---------- INPUT ROWS ----------

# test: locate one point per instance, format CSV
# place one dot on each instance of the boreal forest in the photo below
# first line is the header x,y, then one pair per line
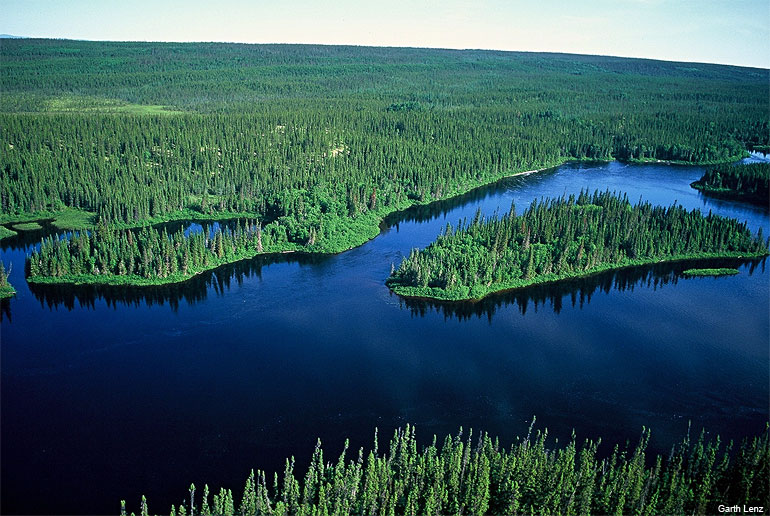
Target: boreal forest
x,y
316,144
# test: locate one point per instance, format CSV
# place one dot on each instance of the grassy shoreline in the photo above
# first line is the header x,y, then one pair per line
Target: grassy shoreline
x,y
358,230
438,294
723,271
75,218
7,291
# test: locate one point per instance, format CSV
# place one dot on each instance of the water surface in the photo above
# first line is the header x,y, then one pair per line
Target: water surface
x,y
108,394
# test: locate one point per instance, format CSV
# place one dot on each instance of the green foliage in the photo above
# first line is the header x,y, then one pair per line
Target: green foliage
x,y
710,272
271,131
562,238
750,182
27,226
6,289
5,232
475,475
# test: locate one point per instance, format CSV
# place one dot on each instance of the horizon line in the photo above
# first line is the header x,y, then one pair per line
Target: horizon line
x,y
63,38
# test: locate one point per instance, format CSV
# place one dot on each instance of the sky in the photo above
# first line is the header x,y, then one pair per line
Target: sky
x,y
733,32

----------

■ SHORT PROBLEM: Each record above is to be restated exactly, with its pictures removed from the copy.

■ ANSWER IN FULL:
# test: locate one point per instance, format CSV
# place one dot on each instance of the boreal forest in the photo below
# first line is the header x,y, then one pair per line
Target: boreal forest
x,y
316,144
# test: locate one point per instance, format CSV
# place one dot on each instance of the grassy shoreline in the photo above
# first line is the header x,y, then one pair per line
Target: grassy shoreline
x,y
358,230
438,294
723,271
75,218
7,291
# test: locate one point per instance, format CSV
# place one dot on each instance of the water surface in the photo above
# first line is the header x,y, then one pair per line
Target: water surface
x,y
108,394
# test: locate one point per instance, format CSV
# place one dot on each instance of the green foliage in the photo above
# first line is the header x,y, then one pair per line
Target: green foliage
x,y
710,272
271,131
562,238
750,182
27,226
6,289
5,232
475,475
# test: locate one point per instance, format CSV
# place one dot on each instance of the horizon line in the photo above
# first line is the header x,y, then one pair per line
Target: horizon line
x,y
63,38
# test: locate one point per instance, format CSV
# place one dot on each instance of the sky in the photo above
# first line is the header x,y, then one pair per line
Target: sky
x,y
733,32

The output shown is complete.